───── Passage to read ─────
In our century that millenary debate took the form of research on the universals of language, now based on the comparative analysis of existing languages. Such a study has nothing to do with more or less fantastic historic reconstructions and does not subscribe to the utopian ideal of a perfect language (cf. Greenberg 1963; Steiner 1975: I, 3).

However, comparatively recent times have witnessed a renewal of the search for the origins of language (cf., for example, Fano 1962; Hewes 1975, 1979).

Even the search for the mother tongue has been revived in this century by Vitalij Ševorškin (1989), who has re-proposed the Nostratic hypothesis, originally advanced in Soviet scientific circles in the 1960s, and associated with the names of Vladislav Il’ič-Svitych and Aron Dolgoposkiji.

According to this hypothesis, there was a proto-Indo-European, one of the six branches of a larger linguistic family deriving from Nostratics–which in its turn derives from a proto-Nostratics, spoken approximately ten thousand years ago. The supporters of this theory have compiled a dictionary of several hundred terms of this language.

But the proto-Nostratics itself would derive from a more ancient mother tongue, spoken perhaps fifty thousand years ago in Africa, spreading from there throughout the entire globe (cf. Wright 1991).

According to the so-called “Eve’s hypothesis,” one can thus imagine a human couple, born in Africa, who later emigrated to the Near East, and whose descendants spread throughout Eurasia, and possibly America and Australia as well (Ivanov 1992:2). To reconstruct an original language for which we lack any written evidence, we must proceed like

“molecular biologists in their quest to understand the evolution of life. The biochemist identifies molecular elements that perform similar functions in widely divergent species, to infer the characteristics of the primordial cell from which they are presumed to have descended.

So does the linguist seek correspondences in grammar, syntax, vocabulary, and vocalization among known languages in order to reconstruct their immediate forebears and ultimately the original tongue. (Gamkrelidze and Ivanov 1990: 110).”

Cavalli-Sforza’s work on genetics (cf., for example, 1988, 1991) tends to show that linguistic affinities reflect genetic affinities. This supports the hypothesis of a single origin of all languages, reflecting the common evolutionary origin of all human groups.

Just as humanity evolved only once on the face of the earth, and later diffused across the whole planet, so language. Biological monogenesis and linguistic monogenesis thus go hand in hand and may be inferentially reconstructed on the basis of mutually comparable data.

In a different conceptual framework, the assumption that both the genetic and the immunological codes can, in some sense, be analyzed semiotically seems to constitute the new scientific attempt to find a language which could be defined as the primitive one par excellence (though not in historical but rather in biological terms).

This language would nest in the roots of evolution itself, of phylogenesis as of onto-genesis, stretching back to before the dawn of humanity (cf. Prodi 1977).”

Umberto Eco, The Search for the Perfect Language, translated by James Fentress, Blackwell. Oxford, 1995, pp. 115-6.
───── Material provided ─────
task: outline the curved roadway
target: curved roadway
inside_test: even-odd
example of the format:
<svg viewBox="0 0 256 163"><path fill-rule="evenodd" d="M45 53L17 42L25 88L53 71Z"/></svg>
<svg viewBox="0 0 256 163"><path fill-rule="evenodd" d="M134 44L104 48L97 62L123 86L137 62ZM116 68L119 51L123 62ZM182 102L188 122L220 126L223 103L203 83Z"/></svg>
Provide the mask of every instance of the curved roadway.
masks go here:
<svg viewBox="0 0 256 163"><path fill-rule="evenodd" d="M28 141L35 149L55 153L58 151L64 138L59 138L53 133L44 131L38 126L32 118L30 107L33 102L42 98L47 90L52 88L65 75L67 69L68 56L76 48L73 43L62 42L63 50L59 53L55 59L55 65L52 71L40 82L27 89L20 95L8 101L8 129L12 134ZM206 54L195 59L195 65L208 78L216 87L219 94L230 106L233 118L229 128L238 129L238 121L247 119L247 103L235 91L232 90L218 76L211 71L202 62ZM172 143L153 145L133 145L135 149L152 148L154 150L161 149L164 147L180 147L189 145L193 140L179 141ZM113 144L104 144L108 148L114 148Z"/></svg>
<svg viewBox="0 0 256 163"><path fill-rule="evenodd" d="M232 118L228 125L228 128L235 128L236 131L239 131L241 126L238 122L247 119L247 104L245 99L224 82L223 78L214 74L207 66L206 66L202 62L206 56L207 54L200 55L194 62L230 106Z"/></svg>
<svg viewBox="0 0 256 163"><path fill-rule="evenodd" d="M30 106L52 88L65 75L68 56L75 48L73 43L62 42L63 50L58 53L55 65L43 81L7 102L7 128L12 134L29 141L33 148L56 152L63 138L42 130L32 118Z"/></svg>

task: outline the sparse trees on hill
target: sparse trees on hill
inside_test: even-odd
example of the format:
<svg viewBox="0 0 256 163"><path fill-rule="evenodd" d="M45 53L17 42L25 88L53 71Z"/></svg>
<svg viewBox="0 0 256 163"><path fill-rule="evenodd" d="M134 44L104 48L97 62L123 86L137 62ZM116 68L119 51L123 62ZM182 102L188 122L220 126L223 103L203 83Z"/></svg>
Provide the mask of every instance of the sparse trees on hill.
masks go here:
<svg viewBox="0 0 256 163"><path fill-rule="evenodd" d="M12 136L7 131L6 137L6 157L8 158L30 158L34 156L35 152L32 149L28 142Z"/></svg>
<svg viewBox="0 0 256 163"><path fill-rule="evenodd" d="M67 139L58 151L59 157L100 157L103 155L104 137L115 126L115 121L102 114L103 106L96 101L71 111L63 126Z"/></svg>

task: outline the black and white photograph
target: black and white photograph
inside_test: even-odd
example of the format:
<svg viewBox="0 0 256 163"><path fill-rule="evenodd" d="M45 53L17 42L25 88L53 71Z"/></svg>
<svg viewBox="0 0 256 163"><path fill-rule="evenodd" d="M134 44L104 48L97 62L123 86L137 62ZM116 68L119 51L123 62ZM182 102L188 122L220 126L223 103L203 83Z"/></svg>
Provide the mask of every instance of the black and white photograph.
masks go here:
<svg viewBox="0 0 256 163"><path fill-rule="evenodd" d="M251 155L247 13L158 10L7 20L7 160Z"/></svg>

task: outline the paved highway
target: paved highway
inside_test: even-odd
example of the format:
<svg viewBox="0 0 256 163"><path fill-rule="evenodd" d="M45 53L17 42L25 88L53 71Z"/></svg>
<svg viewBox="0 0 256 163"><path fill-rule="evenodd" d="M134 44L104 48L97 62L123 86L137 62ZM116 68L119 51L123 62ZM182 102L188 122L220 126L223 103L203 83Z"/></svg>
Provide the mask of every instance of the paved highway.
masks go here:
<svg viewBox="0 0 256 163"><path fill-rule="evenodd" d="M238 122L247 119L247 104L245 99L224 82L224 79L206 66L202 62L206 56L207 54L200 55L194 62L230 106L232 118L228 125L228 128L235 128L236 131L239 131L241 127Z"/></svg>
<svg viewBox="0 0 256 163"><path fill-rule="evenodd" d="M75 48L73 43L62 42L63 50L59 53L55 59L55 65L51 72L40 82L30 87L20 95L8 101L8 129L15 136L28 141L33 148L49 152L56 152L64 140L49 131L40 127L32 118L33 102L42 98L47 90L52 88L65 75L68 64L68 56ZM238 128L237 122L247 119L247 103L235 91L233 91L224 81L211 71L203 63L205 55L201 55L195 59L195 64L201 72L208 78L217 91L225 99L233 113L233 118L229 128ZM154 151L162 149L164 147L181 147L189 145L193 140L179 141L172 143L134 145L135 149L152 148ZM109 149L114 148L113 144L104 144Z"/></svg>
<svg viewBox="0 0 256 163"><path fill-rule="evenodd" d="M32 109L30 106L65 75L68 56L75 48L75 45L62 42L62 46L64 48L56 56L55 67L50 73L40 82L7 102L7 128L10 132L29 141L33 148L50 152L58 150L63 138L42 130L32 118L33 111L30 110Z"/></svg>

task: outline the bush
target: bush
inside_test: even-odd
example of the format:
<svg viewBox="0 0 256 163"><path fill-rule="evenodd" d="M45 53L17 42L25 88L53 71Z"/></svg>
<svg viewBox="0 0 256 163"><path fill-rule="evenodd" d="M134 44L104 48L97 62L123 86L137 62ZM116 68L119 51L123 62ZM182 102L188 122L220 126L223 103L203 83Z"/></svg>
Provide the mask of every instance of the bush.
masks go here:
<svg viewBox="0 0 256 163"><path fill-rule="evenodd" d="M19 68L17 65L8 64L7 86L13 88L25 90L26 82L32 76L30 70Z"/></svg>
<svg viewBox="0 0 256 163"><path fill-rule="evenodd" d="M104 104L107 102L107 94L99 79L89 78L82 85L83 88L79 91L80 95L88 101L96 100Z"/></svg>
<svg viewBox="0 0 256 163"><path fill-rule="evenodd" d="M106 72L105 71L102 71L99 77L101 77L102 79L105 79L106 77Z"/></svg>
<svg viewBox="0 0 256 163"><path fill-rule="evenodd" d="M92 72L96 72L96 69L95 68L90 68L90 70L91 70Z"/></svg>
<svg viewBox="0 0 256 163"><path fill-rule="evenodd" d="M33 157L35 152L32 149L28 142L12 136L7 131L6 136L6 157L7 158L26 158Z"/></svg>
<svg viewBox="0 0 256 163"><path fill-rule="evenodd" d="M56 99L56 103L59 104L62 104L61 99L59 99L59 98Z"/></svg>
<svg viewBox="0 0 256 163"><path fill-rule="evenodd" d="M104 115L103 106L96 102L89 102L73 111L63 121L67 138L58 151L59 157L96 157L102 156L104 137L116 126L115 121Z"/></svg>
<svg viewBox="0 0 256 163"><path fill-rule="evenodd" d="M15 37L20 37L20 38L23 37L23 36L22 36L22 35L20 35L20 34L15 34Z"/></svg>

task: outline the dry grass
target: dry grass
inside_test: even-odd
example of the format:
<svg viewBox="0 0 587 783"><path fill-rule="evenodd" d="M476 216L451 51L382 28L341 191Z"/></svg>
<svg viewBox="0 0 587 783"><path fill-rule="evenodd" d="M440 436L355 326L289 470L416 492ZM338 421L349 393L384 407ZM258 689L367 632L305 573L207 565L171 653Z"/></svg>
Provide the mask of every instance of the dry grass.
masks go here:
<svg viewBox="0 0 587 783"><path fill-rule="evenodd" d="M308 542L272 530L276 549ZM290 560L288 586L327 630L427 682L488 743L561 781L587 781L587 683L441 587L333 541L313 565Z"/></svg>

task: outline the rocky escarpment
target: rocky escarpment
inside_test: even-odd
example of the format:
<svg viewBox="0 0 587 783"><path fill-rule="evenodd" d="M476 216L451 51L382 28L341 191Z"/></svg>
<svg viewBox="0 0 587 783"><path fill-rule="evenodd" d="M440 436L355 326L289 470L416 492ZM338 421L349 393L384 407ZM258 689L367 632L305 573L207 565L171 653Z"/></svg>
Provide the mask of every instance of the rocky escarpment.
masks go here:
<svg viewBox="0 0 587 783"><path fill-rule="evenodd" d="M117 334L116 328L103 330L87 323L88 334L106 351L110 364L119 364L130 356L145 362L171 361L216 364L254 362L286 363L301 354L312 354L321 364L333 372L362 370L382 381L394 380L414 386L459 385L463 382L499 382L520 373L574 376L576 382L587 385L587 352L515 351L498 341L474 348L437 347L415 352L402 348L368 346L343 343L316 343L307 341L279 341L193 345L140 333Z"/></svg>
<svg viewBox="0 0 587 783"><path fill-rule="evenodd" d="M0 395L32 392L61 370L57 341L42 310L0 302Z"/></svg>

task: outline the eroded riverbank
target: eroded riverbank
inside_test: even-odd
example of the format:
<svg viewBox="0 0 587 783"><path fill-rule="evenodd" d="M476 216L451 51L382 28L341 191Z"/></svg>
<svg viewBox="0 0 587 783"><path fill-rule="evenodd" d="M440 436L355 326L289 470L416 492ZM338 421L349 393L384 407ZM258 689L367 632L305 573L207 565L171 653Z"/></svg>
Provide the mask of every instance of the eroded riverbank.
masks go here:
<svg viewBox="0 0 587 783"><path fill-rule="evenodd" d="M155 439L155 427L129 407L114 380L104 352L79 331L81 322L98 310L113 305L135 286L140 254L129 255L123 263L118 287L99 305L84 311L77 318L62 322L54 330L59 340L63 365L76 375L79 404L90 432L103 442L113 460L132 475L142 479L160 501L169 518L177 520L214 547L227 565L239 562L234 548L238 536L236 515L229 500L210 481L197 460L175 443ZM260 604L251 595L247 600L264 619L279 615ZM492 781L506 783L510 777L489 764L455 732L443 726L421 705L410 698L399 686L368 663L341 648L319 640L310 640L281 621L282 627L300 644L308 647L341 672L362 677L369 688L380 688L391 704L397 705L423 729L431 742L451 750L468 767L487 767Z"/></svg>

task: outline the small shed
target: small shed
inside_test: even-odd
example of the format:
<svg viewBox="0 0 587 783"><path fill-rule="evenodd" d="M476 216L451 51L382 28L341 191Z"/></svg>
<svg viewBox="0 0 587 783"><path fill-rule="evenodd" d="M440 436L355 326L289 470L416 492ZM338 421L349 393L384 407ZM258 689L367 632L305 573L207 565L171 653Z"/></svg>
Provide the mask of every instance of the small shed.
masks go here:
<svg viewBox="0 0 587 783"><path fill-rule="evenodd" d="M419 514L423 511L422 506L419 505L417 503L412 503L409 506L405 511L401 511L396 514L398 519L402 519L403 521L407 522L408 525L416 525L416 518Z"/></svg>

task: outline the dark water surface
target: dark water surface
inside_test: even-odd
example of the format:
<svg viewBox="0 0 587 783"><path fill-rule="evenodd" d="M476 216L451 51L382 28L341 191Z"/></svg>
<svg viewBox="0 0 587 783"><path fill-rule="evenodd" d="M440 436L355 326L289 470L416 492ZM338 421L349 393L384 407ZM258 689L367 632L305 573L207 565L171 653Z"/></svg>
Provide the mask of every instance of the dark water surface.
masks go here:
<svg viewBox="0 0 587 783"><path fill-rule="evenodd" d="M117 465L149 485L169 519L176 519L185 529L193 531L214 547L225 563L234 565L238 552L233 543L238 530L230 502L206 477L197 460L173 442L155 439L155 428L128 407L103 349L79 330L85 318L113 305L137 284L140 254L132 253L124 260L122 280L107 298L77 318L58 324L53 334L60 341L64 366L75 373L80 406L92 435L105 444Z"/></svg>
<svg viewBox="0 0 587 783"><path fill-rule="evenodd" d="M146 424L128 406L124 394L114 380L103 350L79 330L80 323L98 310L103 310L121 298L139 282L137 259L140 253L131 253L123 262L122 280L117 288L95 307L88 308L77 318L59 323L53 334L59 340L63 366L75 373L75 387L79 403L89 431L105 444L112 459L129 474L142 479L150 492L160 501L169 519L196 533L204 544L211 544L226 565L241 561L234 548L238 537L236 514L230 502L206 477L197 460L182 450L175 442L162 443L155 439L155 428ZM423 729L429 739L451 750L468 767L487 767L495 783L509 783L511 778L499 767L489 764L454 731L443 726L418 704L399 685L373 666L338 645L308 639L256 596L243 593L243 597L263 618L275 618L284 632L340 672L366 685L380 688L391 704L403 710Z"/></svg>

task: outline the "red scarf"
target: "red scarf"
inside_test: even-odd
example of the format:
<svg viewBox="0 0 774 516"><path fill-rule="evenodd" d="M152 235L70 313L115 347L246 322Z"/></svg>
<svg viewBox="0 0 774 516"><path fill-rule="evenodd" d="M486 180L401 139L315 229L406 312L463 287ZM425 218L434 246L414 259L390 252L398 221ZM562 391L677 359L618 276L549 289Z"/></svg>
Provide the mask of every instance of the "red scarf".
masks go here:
─────
Action item A.
In the passage on the search for the original language, about how long ago was proto-Nostratics spoken?
Action item B.
In the passage on the search for the original language, rewrite the text between "Cavalli-Sforza’s work on" and "all human groups.", inclusive, with "single origin" changed to "common source".

Response box A.
Approximately ten thousand years ago.

Response box B.
Cavalli-Sforza’s work on genetics (cf., for example, 1988, 1991) tends to show that linguistic affinities reflect genetic affinities. This supports the hypothesis of a common source of all languages, reflecting the common evolutionary origin of all human groups.